┌─ Dataset records

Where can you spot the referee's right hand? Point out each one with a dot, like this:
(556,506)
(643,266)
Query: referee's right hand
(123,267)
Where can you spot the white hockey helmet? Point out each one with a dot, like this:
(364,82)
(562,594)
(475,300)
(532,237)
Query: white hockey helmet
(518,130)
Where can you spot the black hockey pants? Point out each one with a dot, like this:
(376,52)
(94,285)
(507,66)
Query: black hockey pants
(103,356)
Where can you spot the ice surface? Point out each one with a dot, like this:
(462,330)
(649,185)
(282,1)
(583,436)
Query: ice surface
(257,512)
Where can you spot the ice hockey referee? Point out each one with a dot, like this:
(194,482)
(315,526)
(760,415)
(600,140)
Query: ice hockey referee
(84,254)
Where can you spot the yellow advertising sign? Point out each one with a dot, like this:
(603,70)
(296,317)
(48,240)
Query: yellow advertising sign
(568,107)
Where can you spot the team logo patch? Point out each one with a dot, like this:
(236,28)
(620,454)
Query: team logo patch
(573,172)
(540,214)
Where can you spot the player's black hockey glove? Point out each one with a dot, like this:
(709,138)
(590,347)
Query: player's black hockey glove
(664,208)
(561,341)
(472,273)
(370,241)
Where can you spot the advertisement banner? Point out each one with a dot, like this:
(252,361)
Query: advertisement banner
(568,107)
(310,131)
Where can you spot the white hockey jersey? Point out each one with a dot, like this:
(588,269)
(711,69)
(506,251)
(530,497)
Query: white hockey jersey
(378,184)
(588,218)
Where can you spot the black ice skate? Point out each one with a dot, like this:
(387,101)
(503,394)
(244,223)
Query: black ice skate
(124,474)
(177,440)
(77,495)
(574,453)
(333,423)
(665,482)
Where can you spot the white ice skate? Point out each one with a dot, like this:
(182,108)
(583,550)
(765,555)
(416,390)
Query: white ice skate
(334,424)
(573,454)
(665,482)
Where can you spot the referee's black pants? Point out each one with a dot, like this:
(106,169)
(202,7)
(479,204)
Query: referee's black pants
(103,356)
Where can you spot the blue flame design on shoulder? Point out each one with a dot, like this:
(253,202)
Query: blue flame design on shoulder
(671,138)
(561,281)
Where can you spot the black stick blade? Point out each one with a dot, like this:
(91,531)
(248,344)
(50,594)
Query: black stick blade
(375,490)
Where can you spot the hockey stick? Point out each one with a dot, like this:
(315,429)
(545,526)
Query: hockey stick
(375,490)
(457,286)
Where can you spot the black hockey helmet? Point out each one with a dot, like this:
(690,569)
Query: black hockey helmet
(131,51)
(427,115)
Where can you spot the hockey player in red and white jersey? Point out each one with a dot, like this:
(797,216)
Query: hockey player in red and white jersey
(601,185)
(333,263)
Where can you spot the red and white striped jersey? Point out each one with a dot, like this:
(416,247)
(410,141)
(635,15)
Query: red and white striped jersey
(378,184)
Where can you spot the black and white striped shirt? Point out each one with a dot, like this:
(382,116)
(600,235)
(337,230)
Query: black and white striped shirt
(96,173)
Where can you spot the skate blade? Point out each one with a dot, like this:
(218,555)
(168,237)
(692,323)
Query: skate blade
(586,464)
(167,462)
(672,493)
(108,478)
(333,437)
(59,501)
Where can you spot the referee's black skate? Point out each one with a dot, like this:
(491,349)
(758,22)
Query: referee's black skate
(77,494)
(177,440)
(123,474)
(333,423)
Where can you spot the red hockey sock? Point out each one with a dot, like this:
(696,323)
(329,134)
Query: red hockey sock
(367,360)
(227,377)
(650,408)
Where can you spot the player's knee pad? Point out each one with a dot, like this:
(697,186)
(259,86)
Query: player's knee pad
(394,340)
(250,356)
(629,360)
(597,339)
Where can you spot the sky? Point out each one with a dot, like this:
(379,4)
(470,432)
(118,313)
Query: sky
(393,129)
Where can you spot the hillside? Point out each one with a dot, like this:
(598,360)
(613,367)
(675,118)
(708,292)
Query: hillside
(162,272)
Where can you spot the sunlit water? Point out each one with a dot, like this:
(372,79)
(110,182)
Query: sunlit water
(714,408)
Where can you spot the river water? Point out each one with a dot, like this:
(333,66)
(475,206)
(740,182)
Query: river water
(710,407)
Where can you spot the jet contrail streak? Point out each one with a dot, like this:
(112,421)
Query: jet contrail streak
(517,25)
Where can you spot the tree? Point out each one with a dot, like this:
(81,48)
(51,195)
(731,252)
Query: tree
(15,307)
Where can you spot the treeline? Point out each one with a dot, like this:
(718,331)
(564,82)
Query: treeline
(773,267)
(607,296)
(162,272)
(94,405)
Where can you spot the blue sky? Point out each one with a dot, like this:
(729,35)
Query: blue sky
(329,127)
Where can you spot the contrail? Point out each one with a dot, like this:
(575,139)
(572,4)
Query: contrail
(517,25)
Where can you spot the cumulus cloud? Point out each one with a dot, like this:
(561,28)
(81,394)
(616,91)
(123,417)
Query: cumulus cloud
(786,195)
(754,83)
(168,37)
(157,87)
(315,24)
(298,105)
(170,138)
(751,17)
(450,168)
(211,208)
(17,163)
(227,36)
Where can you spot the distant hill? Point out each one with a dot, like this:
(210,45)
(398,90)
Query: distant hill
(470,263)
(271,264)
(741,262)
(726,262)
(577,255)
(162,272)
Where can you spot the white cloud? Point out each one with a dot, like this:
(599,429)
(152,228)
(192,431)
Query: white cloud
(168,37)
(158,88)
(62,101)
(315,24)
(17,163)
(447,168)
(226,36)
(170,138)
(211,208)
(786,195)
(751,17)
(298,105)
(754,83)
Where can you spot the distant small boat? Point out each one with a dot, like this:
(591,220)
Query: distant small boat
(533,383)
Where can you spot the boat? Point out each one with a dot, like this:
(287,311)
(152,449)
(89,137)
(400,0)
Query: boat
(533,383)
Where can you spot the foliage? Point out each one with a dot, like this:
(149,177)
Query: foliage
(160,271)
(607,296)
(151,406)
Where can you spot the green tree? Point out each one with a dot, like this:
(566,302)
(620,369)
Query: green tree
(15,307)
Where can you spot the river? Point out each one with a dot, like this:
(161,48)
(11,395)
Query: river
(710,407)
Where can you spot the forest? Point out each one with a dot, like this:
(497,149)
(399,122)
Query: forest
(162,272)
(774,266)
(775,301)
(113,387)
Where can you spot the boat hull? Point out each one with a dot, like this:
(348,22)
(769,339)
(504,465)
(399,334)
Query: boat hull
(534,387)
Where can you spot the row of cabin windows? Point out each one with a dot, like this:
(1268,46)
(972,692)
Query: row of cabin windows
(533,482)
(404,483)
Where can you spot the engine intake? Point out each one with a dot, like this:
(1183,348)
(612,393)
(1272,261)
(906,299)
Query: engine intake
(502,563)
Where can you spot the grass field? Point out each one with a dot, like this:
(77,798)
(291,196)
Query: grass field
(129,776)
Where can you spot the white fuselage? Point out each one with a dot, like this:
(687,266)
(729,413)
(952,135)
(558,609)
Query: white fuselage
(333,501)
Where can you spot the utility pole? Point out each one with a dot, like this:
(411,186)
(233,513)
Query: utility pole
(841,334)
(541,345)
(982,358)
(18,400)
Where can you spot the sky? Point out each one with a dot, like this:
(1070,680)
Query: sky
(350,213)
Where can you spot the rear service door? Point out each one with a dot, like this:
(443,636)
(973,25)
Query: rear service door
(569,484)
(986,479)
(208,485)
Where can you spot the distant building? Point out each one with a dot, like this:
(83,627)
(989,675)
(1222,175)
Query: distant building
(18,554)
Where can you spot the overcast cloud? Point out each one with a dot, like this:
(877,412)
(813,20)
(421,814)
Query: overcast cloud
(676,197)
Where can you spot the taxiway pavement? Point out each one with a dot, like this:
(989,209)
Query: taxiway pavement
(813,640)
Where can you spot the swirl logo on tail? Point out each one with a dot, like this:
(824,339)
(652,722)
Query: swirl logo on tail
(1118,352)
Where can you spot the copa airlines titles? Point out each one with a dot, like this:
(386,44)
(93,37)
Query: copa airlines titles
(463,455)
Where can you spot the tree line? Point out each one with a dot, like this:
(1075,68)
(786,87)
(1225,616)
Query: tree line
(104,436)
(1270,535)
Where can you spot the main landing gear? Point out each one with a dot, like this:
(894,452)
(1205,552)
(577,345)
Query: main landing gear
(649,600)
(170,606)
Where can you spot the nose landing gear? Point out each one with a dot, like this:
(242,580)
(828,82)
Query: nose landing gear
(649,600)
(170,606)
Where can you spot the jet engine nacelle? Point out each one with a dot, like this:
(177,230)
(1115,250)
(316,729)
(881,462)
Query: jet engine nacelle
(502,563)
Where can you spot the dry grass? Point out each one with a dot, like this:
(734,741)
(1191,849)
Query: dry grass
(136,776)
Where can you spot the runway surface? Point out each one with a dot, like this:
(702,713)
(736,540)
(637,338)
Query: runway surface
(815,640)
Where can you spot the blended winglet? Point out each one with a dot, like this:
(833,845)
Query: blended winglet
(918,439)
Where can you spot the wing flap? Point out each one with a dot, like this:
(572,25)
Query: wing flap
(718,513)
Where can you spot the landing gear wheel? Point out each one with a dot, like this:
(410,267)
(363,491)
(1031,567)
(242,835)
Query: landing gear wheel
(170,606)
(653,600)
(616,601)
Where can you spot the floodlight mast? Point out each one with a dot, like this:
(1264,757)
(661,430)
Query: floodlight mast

└─

● **What needs to be done**:
Find the line with "Where can you spot the dry" in the listing above, then write out that line and each remaining line exactly, with no other text.

● **Correct output**:
Where can you spot the dry grass? Point out each one with a dot, like this:
(734,741)
(1191,849)
Query: dry grass
(136,776)
Where can you spot the runway surface? Point out each one with a dot, like this:
(702,713)
(736,540)
(637,338)
Query: runway surface
(815,640)
Where can you spot the blended winglet? Point out each one with a dot, like this:
(833,845)
Query: blended winglet
(918,439)
Where can you spot the wing flap? Point out each one with a dot, like this:
(572,25)
Query: wing flap
(718,513)
Where can you spot the landing gear wheel? Point out each one with a dot, like this:
(410,267)
(363,491)
(1031,567)
(242,835)
Query: landing gear wheel
(170,606)
(653,600)
(616,601)
Where can you spot the floodlight mast? Point out each one with a dot, like this:
(1264,757)
(661,430)
Query: floodlight mast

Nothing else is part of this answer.